EXERCISE: The records are to be repeated exactly, and any images in them are to be dropped.

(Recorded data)
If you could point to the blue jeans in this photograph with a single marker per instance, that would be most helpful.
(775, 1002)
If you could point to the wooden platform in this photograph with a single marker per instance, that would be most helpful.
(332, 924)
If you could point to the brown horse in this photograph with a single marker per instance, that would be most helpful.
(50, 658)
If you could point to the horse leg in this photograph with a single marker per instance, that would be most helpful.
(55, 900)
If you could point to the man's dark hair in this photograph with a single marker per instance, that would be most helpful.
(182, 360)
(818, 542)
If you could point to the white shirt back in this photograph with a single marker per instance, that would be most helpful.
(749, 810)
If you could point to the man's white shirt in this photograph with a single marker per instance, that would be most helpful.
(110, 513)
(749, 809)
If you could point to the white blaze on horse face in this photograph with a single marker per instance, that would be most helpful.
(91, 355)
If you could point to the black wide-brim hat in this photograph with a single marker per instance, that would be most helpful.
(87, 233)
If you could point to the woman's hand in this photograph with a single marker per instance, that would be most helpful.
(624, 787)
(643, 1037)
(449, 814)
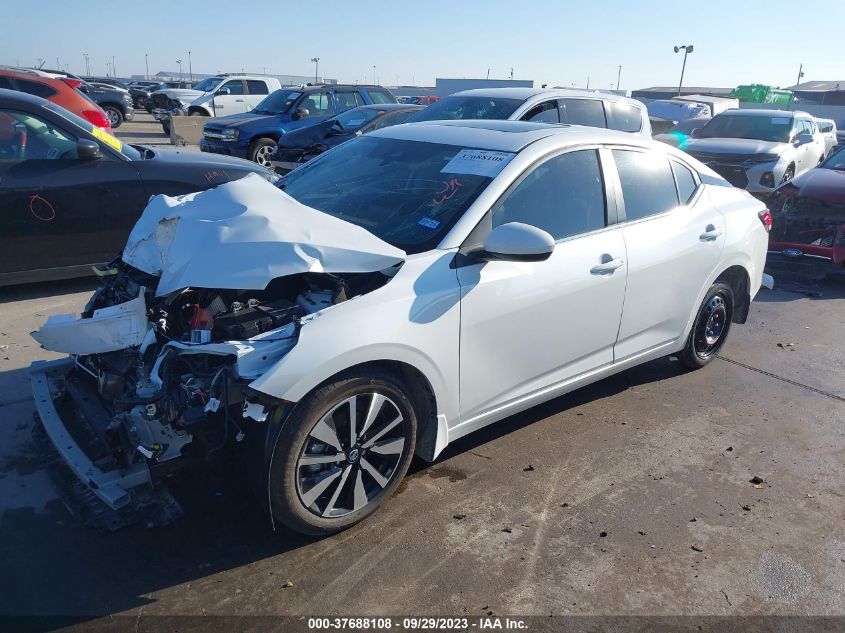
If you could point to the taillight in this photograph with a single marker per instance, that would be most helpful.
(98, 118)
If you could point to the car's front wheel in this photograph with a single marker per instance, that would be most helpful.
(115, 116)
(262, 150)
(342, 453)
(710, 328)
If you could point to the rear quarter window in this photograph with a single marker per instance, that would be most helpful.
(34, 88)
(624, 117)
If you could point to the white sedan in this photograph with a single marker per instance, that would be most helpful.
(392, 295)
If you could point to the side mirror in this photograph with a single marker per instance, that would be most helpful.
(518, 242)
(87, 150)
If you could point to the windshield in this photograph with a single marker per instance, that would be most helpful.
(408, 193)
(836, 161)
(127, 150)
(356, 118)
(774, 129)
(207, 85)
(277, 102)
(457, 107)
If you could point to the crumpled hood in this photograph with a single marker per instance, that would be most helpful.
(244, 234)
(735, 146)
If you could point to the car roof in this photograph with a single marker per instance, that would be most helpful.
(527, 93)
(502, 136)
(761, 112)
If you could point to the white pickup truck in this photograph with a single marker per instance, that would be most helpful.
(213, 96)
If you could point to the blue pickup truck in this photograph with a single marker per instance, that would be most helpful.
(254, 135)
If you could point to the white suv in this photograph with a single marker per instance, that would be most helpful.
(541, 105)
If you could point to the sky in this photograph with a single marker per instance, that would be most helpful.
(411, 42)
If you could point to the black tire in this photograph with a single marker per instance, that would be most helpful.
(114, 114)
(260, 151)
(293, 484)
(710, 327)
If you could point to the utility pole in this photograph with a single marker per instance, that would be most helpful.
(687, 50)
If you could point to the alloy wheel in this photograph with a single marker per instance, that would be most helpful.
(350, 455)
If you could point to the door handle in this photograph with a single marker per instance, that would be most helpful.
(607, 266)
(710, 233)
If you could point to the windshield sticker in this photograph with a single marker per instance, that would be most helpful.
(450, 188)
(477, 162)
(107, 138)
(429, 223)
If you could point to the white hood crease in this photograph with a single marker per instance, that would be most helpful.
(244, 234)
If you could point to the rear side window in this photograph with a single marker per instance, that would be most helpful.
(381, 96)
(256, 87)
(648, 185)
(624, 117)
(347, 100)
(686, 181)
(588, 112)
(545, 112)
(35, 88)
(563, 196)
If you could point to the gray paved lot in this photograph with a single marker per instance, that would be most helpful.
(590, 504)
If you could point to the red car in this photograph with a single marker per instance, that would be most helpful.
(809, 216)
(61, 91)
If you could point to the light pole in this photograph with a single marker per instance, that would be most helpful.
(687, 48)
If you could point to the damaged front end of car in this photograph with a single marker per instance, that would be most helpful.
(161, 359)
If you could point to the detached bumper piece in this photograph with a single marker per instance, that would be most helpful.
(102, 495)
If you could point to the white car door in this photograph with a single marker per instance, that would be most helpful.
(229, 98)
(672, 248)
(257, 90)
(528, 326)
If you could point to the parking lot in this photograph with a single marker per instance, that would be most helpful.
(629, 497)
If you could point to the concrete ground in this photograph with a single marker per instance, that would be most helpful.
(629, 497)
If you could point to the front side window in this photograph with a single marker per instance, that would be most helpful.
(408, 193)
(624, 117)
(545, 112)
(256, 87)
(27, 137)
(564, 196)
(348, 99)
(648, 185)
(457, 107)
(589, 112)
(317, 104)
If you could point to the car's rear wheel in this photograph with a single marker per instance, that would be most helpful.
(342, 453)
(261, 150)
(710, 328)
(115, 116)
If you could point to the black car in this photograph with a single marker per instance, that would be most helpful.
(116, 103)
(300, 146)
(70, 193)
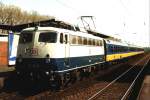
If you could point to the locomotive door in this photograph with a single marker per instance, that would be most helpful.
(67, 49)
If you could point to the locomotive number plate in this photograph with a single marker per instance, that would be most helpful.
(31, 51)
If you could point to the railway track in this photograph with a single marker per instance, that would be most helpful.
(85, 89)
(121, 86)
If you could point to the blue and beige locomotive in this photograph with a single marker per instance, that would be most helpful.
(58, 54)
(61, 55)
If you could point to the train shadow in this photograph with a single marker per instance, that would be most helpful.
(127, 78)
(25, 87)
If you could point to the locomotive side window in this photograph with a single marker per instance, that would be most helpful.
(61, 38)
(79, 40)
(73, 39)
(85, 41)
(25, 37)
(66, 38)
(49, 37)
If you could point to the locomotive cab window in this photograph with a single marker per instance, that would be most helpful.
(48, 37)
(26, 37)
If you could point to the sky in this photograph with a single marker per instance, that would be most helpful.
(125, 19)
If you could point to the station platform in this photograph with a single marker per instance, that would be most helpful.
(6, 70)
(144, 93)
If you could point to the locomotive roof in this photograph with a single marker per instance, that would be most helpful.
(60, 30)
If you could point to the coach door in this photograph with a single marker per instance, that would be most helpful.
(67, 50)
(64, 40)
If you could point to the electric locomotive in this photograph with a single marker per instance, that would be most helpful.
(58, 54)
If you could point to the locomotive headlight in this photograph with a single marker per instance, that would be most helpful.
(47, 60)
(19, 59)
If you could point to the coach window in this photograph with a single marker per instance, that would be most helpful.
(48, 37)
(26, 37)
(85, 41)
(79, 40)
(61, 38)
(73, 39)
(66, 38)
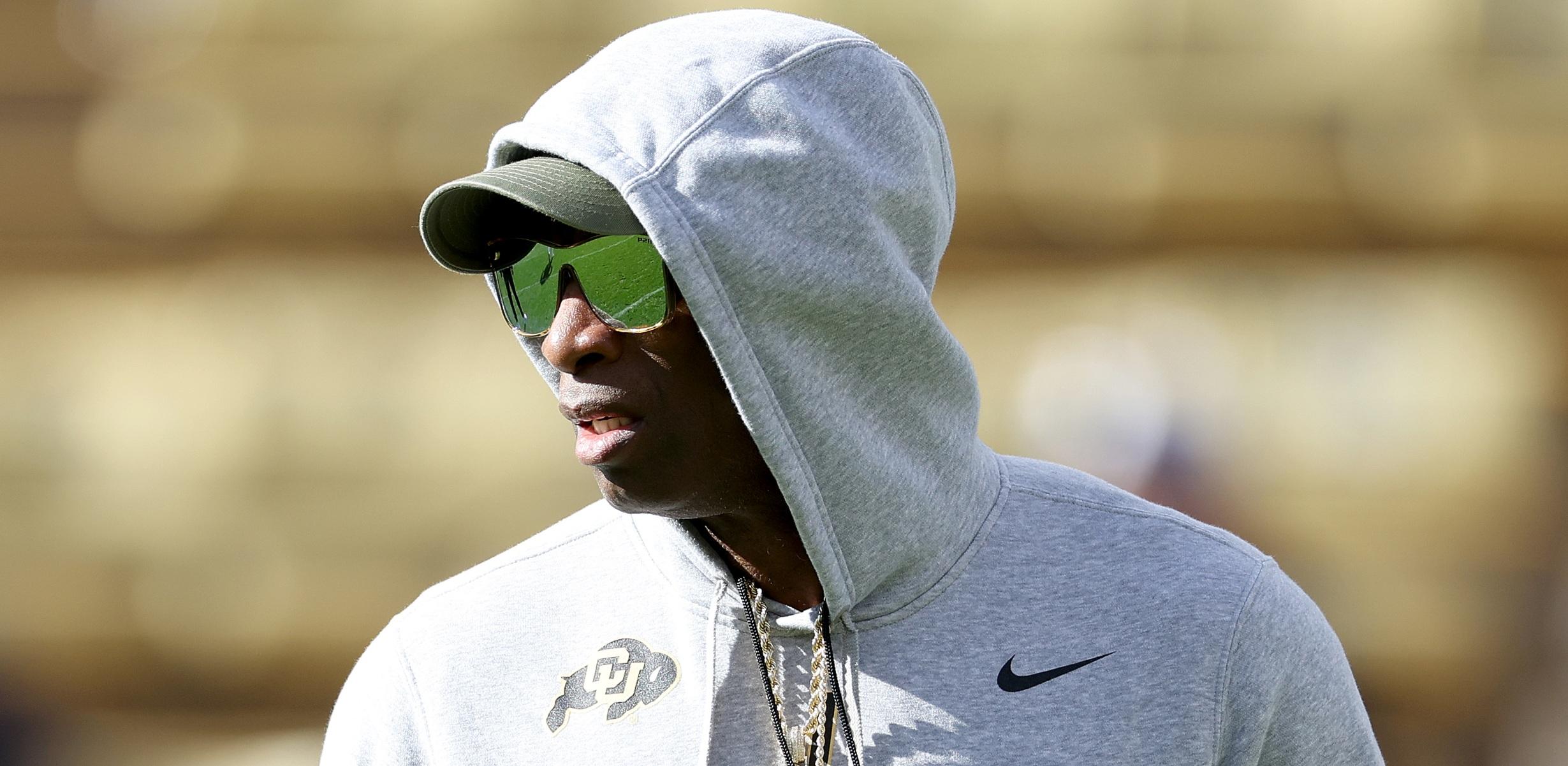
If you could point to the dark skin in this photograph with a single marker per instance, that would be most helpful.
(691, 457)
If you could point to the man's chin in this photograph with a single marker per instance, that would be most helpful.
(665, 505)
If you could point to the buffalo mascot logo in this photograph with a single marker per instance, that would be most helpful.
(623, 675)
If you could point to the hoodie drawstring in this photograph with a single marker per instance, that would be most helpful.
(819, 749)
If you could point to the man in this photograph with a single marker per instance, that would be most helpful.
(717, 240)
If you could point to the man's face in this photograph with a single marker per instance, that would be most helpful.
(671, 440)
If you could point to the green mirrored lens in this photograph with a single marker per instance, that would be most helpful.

TASK ANSWER:
If you could point to the blue jeans in this photograph with a single marker per instance, that would be most helpful.
(775, 1002)
If you could point to the wooden platform in this photograph with a single marker per instance, that would be most helpful.
(332, 924)
If you could point to the brown horse in this photograph with a single marker per instance, that would be most helpful.
(50, 658)
If you could point to the horse leg in this photograph with a single marker per instance, that would be most helpful.
(55, 900)
If you could point to the man's dark hair in this photograph with a single marker per instance, that would be most helpful.
(182, 360)
(818, 542)
If you could point to the white shirt back in this photograph with a single marker per instance, that would be most helpful.
(749, 810)
If you could point to the man's white shirt in this photograph with a single marker per instance, that would be most helpful.
(110, 513)
(749, 809)
If you could point to the white blaze on horse face in this photograph with a single marker per instance, that would be most helpful.
(91, 355)
If you could point to the black wide-brim hat in this photograph with a single marker per instance, that would be most helpful.
(87, 233)
If you could point to the woman's hand in this photograph with a single marker per instance, that would be most helpful.
(624, 787)
(643, 1037)
(449, 814)
If you could point to the taillight in this photograph with a single marker per instance, that would be most helpful.
(98, 118)
If you could point to the car's front wheel in this photograph with a single marker per instance, that would be most helpful.
(115, 116)
(262, 150)
(342, 453)
(710, 328)
If you could point to the rear quarter window in this photograph with a single marker per instance, that would be most helpful.
(34, 88)
(624, 117)
If you could point to the white sedan in this photograph with a single marker per instance, that would be most helpful.
(392, 295)
If you could point to the side mirror in this photograph with a single marker per instance, that would be most helpful.
(518, 242)
(87, 150)
If you could point to the windshield in this photograph with a single marker per instance, that would be most helpful.
(408, 193)
(836, 161)
(127, 150)
(356, 118)
(774, 129)
(207, 85)
(277, 102)
(457, 107)
If you could point to the crumpled hood in this photograph with a single marker per instance, that would be most helpful.
(244, 234)
(735, 146)
If you could point to the car roof in this photograph with a single marker per instance, that would be most helpful.
(527, 93)
(502, 136)
(761, 112)
If you could point to the white pickup truck in this photograph with a single marker per instance, that would be most helpful.
(213, 96)
If you could point to the blue pickup truck in this photograph with a single marker per instance, that would be most helpful.
(254, 135)
If you could point to the white suv in this photograph with a single marker per instance, that would be most helpful.
(541, 105)
If you could point to the sky in this photograph with a single marker per instance, that would be most helpful.
(411, 42)
If you could point to the black tire in this photograph with a single marker per instance, that would be most helpful.
(114, 114)
(260, 151)
(293, 484)
(710, 327)
If you could point to the utility pole in this photograph with a single marker per instance, that would be most helpful.
(687, 50)
If you could point to the alloy wheel in this photograph with a single marker per instance, that would be most helpful.
(350, 455)
If you could point to the door handle in this photograph with a single marker per instance, that would be most helpful.
(607, 266)
(710, 233)
If you could point to the windshield sticker in this photograph with a single marker per instance, that would be most helpful.
(450, 188)
(477, 162)
(107, 138)
(429, 223)
If you could point to the white hood crease in this photograph with a single marker per instance, that would be most helpful.
(244, 234)
If you could point to the rear side window in this photograph with a single marker per instance, that would be most helpful.
(381, 96)
(256, 87)
(648, 185)
(624, 117)
(347, 100)
(686, 181)
(588, 112)
(545, 112)
(35, 88)
(563, 196)
If you could point to the gray paved lot in this photograph with a single marker per instance, that would be most helpful.
(590, 504)
If you could point to the red car in this photograph with a single marker per instance, that would be most helpful.
(809, 216)
(61, 91)
If you could point to the light pole in this photograph with a single marker per instance, that would be most helpful.
(687, 48)
If you could point to the damaged front end of car in this photograph with a single marker per instance, that would be most helpful.
(161, 359)
If you could point to the detached bumper piece in this photograph with a single marker per instance, that would be most helpful.
(102, 495)
If you could point to the white car door in this photograph with a single marker per instance, that would be most helpful.
(229, 98)
(672, 248)
(257, 90)
(528, 326)
If you could point to the parking lot in this photograph with a single marker per instance, that would be most helpful.
(629, 497)
If you could point to the concrete ground in this photograph with a single marker per instance, that would be most helpful.
(629, 497)
If you could point to the front side window in this photograph with a single marker per instance, that would be most helpful.
(408, 193)
(624, 117)
(545, 112)
(256, 87)
(27, 137)
(564, 196)
(348, 99)
(648, 185)
(457, 107)
(589, 112)
(317, 104)
If you could point to the car's rear wheel in this photograph with a single marker per instance, that would be most helpful.
(342, 453)
(261, 150)
(710, 328)
(115, 116)
If you could point to the black car in this photograph with a single marker per instance, that would be most helpful.
(116, 103)
(300, 146)
(70, 193)
If you could point to the locomotive door in this photograph with a single marker per instance, that would be most helpful.
(67, 49)
If you could point to the locomotive number plate in this photograph with a single marker per instance, that would be most helpful.
(31, 51)
If you could point to the railway track in this photograph with a single marker per instance, that would be most helpful.
(85, 89)
(121, 86)
If you could point to the blue and beige locomotive in this photograph with a single marker per instance, that would be most helpful.
(58, 54)
(61, 55)
If you could point to the train shadow in this photograph with a single marker per instance, that would be most helpful.
(127, 78)
(25, 87)
If you could point to the locomotive side window in this photograph with a single marker per instance, that would be most helpful.
(61, 38)
(79, 40)
(73, 39)
(85, 41)
(25, 37)
(66, 38)
(49, 37)
If you could point to the locomotive cab window in this photograph with a single marker per instance, that would be most helpful.
(48, 37)
(26, 37)
If you could point to the sky in this photograph with a single marker per instance, that would be most helpful.
(125, 19)
If you could point to the station platform in this photograph with a single marker per instance, that would be most helpful.
(6, 70)
(144, 93)
If you could point to the locomotive roof in this photograph with a single marker per instance, that would be most helpful.
(60, 30)
If you could point to the coach door in this photograph with a single marker per instance, that would be most helpful.
(67, 50)
(64, 40)
If you could point to the electric locomotive in this photograph with a single marker per instance, that would be most helpful.
(58, 54)
If you could point to the locomotive headlight in this photograph with a single marker per instance, that would be most helpful.
(47, 60)
(19, 59)
If you could point to the coach window in this photograph with a single marker per instance, that would be most helpful.
(48, 37)
(26, 37)
(85, 41)
(79, 40)
(61, 38)
(73, 39)
(66, 38)
If you could point to the dark skin in this photograph with a single marker per instance, that would be most helpful.
(691, 457)
If you could point to the man's chin in this photograph with a single marker per instance, that would be most helpful.
(665, 505)
If you could point to the buffalo mascot logo in this photograph with a single marker per instance, that would be most helpful.
(623, 675)
If you could point to the hoodie drawstring in this photograph with a single marker per instance, that would be most helpful.
(819, 749)
If you could point to the man in this photograph with a single marker per instance, that would be most helpful.
(717, 240)
If you could point to the man's face in this photograph with a single marker per instance, that would be most helpful.
(671, 440)
If you could point to the green mirrored lens in this photograph with a single marker per instance, that would be most helpful.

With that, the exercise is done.